> Your objective
Could the data below please be reproduced word for word, without the pictures?

START Data for processing

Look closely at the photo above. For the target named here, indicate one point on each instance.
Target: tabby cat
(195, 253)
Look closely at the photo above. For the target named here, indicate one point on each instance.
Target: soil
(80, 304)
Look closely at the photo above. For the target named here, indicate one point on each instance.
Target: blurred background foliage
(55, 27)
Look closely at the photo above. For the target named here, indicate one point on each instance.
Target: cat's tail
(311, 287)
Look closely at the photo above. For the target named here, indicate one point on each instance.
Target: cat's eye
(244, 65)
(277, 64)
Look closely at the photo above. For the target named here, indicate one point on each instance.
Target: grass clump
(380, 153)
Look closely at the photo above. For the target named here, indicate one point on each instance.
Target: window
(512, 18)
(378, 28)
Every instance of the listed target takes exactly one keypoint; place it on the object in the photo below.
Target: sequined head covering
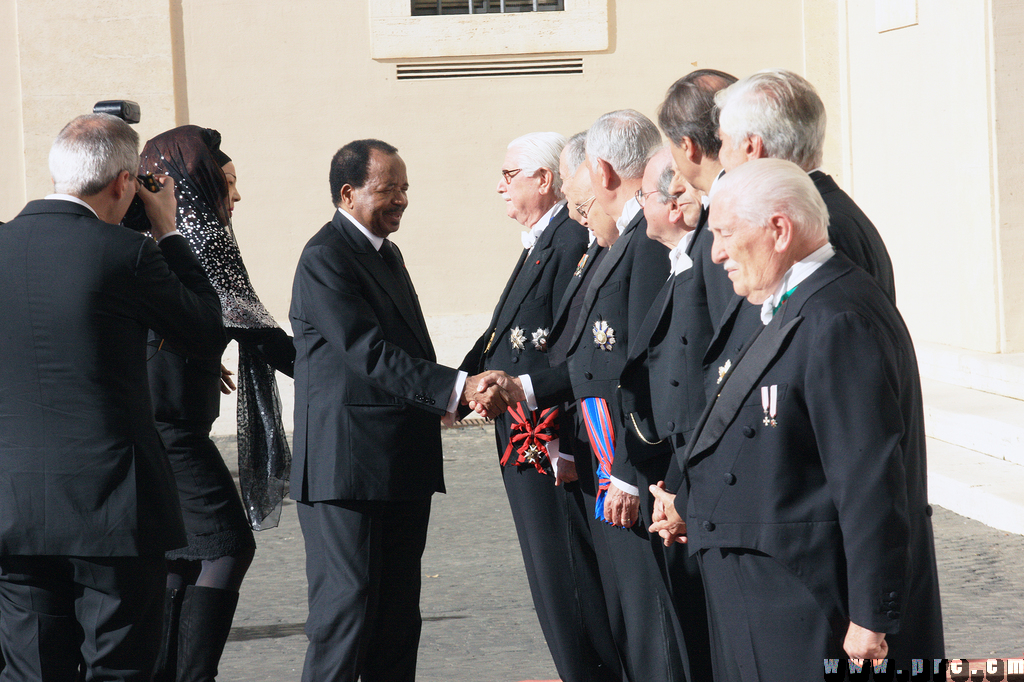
(192, 157)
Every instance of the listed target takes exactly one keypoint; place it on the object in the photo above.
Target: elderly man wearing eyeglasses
(542, 485)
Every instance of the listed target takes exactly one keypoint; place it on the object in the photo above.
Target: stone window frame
(395, 34)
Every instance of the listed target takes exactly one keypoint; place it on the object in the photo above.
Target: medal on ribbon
(769, 402)
(518, 339)
(604, 336)
(724, 370)
(541, 339)
(582, 264)
(530, 433)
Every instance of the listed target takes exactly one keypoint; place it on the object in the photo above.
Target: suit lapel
(720, 413)
(577, 281)
(530, 267)
(615, 253)
(400, 295)
(765, 347)
(651, 322)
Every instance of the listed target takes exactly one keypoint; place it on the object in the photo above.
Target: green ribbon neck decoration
(783, 299)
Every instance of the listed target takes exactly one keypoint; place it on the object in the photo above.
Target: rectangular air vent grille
(495, 69)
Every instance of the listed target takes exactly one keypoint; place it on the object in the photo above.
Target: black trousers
(363, 566)
(56, 611)
(765, 625)
(653, 645)
(561, 567)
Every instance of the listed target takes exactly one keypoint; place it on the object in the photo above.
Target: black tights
(223, 573)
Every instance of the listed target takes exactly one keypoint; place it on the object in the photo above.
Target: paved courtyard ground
(479, 624)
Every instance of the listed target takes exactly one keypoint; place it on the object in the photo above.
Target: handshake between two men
(489, 393)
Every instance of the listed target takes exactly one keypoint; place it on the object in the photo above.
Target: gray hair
(765, 187)
(90, 153)
(537, 151)
(624, 138)
(780, 108)
(576, 152)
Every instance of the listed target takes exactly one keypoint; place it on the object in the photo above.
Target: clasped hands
(489, 393)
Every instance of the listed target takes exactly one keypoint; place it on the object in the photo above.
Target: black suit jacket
(853, 233)
(622, 291)
(369, 395)
(528, 302)
(662, 388)
(82, 468)
(837, 489)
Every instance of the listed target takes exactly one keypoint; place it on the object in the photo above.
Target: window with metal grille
(433, 7)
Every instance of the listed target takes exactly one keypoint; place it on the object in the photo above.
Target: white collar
(73, 200)
(530, 236)
(797, 273)
(630, 210)
(375, 241)
(679, 260)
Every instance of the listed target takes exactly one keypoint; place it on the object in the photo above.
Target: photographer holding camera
(87, 500)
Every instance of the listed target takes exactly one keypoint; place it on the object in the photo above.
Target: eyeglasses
(582, 209)
(642, 196)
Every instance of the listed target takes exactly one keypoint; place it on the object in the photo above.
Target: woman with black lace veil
(204, 578)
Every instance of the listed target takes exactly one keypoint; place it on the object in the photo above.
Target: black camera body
(135, 218)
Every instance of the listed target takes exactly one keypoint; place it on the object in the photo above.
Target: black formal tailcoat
(854, 235)
(369, 395)
(623, 289)
(82, 469)
(837, 489)
(662, 388)
(528, 301)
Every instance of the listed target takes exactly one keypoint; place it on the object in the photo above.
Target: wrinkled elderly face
(657, 208)
(598, 221)
(683, 167)
(730, 156)
(378, 205)
(748, 252)
(523, 201)
(689, 203)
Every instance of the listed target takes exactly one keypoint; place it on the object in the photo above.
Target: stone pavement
(479, 624)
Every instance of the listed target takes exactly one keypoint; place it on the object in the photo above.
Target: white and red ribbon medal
(769, 402)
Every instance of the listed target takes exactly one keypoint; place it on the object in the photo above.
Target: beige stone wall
(923, 126)
(914, 115)
(11, 144)
(288, 85)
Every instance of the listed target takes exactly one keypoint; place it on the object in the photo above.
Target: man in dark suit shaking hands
(807, 477)
(88, 504)
(369, 400)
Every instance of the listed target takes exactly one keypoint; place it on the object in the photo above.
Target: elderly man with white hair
(550, 517)
(807, 500)
(777, 114)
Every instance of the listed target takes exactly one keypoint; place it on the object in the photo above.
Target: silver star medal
(724, 370)
(541, 339)
(532, 454)
(604, 336)
(518, 339)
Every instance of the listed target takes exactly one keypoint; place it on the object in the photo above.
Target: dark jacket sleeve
(178, 300)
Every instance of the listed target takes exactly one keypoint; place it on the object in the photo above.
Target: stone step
(976, 485)
(975, 420)
(1001, 374)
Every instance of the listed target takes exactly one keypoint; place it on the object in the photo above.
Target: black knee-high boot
(206, 621)
(168, 657)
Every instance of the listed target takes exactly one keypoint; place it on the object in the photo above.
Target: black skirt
(215, 520)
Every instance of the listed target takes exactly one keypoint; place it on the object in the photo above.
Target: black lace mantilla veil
(189, 156)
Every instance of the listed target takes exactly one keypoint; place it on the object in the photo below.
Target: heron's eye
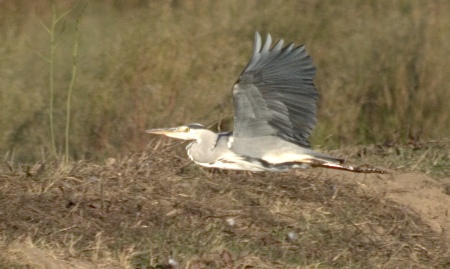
(184, 129)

END Data for processing

> Problem solution
Look closely at the photo above. For the target named here, indicate one point on each instance.
Target: tabby cat
(195, 253)
Look closely at the photo above. For the target named here, indicate one point on each instance.
Target: soil
(80, 304)
Look closely at the photo above. For the target named here, indicate one point on each instance.
Target: blurred background foliage
(55, 27)
Look closely at the photo above. For the target named here, indicate one point on each instance.
Target: cat's tail
(311, 287)
Look closely at the photo above. For the target named here, indicate one point on each instance.
Target: cat's eye
(244, 65)
(277, 64)
Look closely at the photo above. For the target named here, indicate one point on each instance.
Target: grass clump
(380, 153)
Look closely at the photo above. For the target named here, indicate one point on each instance.
Target: window
(512, 18)
(378, 28)
Every instance of the listed target takes exactly one keypoint; place it on the object in the photo below.
Target: sequined head covering
(192, 157)
Every instance of the listed target takes exactly one keypoint; place it on the object in the photo above.
Target: elderly man wearing eyeglasses
(542, 485)
Every instance of the listed target takes exactly one keypoint; place it on the object in the photo above.
Target: stone window frame
(395, 34)
Every instance of the listed target takes exactly one keypoint; place it on the object in the photo above.
Target: medal on ribbon
(769, 402)
(518, 339)
(604, 336)
(724, 370)
(541, 339)
(582, 264)
(530, 433)
Every instance of the listed target takes exactly one keypoint; place it on the object in the photo above.
Target: suit lapel
(720, 413)
(577, 281)
(530, 267)
(615, 253)
(400, 295)
(765, 347)
(651, 322)
Every instance of the listed target takes exactly one keypoint; place it on the object in the photo above.
Target: green ribbon neck decoration
(783, 299)
Every instance of the listed target takes exactly one keypoint; place it on the object in the photo above.
Target: rectangular air vent grille
(495, 69)
Every instance of the listed target takes exactly one keypoint; place it on the object in the photo above.
Target: black trousers
(363, 566)
(56, 611)
(765, 625)
(653, 645)
(561, 567)
Every instance of the listed target takes exactly one keypoint; place it on the object in the photo above.
Target: black tights
(223, 573)
Every instance of the listed target takes exactly one keypoint; place it on the object in the photo above.
Target: paved courtyard ground
(479, 624)
Every instance of the listed target takes exactly one keypoint; place it on the object in the photo above.
Target: handshake between two men
(489, 393)
Every instance of the listed target takes exactly one keypoint; place it on the object in the photo above.
Target: gray hair
(765, 187)
(90, 153)
(537, 151)
(624, 138)
(780, 108)
(576, 152)
Every instance of the listed target takes exactly one keypoint; place it on the object in the photo above.
Target: clasped hands
(489, 393)
Every instance of the listed target takes exactly one keypoint; place it on the object in the photo above.
Target: black suit jacket
(853, 233)
(622, 291)
(369, 395)
(528, 302)
(662, 388)
(82, 468)
(837, 489)
Every instance of the listed target takes exactly one keypoint; place it on the object in the photo above.
Target: window with metal grille
(433, 7)
Every instance of the listed target takes exactly one keypoint; place it on the object in the photo above.
Target: white collar
(73, 200)
(530, 236)
(797, 273)
(630, 210)
(375, 241)
(679, 260)
Every instance of the listed target takes exactly one keypoint; place it on the object in the photo above.
Target: photographer holding camera
(87, 500)
Every instance of the listed target takes exactly one keypoint; place it on the object in the photo above.
Target: eyeglasses
(582, 209)
(642, 196)
Every instance of the listed target takes exactly one keypoint; place it on the object in the photo above.
Target: woman with black lace veil
(204, 578)
Every instance of the listed target takes exactly one keypoint; place it on the object in the photo above.
Target: black camera body
(135, 218)
Every instance of the listed target takes exactly one keypoint; place it on the object in the photo above.
Target: black formal tailcoat
(854, 235)
(369, 395)
(623, 289)
(82, 469)
(837, 489)
(662, 388)
(528, 301)
Every instance of the listed target takes exactly one keypoint; place it on the object in the photo above.
Target: wrinkled elderly face
(657, 208)
(598, 221)
(683, 167)
(730, 156)
(378, 205)
(748, 252)
(523, 201)
(689, 203)
Every instance of the listed target takes exactly one keypoint; place it on the object in the photo above.
Target: stone pavement
(479, 624)
Every instance of the listed target takes exactly one keypoint; place it on the object in the photo above.
Target: white and red ribbon medal
(769, 402)
Every instance of the listed target takes exactly one keypoint; place it on the object in the photo above.
Target: beige stone wall
(923, 126)
(914, 115)
(11, 144)
(288, 85)
Every instance of the listed target takes exactly one keypoint; place it on the object in the photo above.
Target: man in dark suit shaking hands
(807, 477)
(88, 504)
(369, 400)
Every instance of the listed target takes exactly one keypoint; place it on the object in the photo above.
Target: elderly man with white hair
(550, 517)
(807, 500)
(777, 114)
Every instance of the listed target takes exactly one keypoint; place it on the object in the photo above.
Target: silver star medal
(724, 370)
(541, 339)
(532, 454)
(604, 336)
(518, 339)
Every instance of the listed target takes exactly one keypoint; place it on the object in the photo above.
Target: dark jacket sleeve
(178, 300)
Every instance of the listed target takes exactly one keypoint; place it on the object in the photo above.
Target: stone step
(976, 485)
(975, 420)
(1001, 374)
Every instance of the listed target takes exactly one keypoint; place it on the object in the photo above.
Target: black knee-high boot
(206, 621)
(168, 657)
Every instance of the listed target takes exactly one keypoint; place it on the object in the photo above.
Target: black skirt
(215, 520)
Every instance of the listed target takes exactly one keypoint; place it on the object in the photo above.
Target: black lace mantilla veil
(189, 156)
Every instance of the listed target takes exactly one keypoint; place it on the object in the photo below.
Target: heron's eye
(184, 129)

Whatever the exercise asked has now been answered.